Page –
****

Introduction
Did you know that over 115 million kilograms of pizza is consumed daily worldwide??? (Well according to Wikipedia anyway…)
Danny was scrolling through his Instagram feed when something really caught his eye - “80s Retro Styling and Pizza Is The Future!”
Danny was sold on the idea, but he knew that pizza alone was not going to help him get seed funding to expand his new Pizza Empire - so he had one more genius idea to combine with it - he was going to Uberize it - and so Pizza Runner was launched!
Danny started by recruiting “runners” to deliver fresh pizza from Pizza Runner Headquarters (otherwise known as Danny’s house) and also maxed out his credit card to pay freelance developers to build a mobile app to accept orders from customers.
Available Data
Because Danny had a few years of experience as a data scientist - he was very aware that data collection was going to be critical for his business’ growth.
He has prepared for us an entity relationship diagram of his database design but requires further assistance to clean his data and apply some basic calculations so he can better direct his runners and optimise Pizza Runner’s operations.
All datasets exist within the pizza_runner
database schema - be sure to include this reference within your SQL scripts as you start exploring the data and answering the case study questions.

****

Data lines –
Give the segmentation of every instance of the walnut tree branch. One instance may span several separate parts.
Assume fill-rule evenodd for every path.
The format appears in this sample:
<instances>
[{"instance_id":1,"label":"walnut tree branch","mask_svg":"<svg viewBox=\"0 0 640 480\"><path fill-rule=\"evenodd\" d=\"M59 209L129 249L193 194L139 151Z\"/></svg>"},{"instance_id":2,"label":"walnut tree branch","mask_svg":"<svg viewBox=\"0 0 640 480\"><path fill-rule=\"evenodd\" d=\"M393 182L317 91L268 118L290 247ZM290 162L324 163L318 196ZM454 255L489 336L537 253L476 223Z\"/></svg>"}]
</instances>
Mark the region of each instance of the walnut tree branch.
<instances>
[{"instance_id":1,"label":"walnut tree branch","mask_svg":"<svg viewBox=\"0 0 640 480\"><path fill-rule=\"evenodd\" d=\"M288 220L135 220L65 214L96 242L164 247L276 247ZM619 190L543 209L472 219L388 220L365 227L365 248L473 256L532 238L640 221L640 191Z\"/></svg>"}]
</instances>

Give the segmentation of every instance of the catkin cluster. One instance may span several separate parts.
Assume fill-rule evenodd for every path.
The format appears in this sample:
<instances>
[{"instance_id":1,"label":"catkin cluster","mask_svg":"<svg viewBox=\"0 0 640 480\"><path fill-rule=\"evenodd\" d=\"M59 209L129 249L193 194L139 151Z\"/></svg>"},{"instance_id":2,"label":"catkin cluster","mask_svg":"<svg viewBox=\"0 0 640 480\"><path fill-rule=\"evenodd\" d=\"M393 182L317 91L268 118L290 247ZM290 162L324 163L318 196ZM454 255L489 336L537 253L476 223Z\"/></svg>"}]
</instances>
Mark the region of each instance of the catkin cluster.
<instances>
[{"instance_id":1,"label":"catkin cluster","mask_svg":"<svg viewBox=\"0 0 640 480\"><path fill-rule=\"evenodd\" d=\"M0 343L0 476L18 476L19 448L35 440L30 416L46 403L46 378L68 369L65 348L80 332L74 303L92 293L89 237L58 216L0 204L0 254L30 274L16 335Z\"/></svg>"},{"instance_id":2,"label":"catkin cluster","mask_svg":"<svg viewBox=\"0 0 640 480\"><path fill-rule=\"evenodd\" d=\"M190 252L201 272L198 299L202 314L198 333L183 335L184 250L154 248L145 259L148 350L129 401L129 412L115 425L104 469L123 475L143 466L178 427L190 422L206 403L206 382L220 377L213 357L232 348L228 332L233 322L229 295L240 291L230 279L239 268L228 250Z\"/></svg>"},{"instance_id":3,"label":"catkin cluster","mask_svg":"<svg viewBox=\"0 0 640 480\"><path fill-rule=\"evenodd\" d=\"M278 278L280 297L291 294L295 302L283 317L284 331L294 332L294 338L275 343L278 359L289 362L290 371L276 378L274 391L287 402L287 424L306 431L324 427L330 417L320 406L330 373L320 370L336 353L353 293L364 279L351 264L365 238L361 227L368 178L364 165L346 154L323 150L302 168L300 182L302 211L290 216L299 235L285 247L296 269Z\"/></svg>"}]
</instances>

****

Instruction – According to the Pizza Runner page, where do all the datasets exist? The rows are material separate from the Pizza Runner page.

Solved problem – All the datasets exist within the pizza_runner database schema.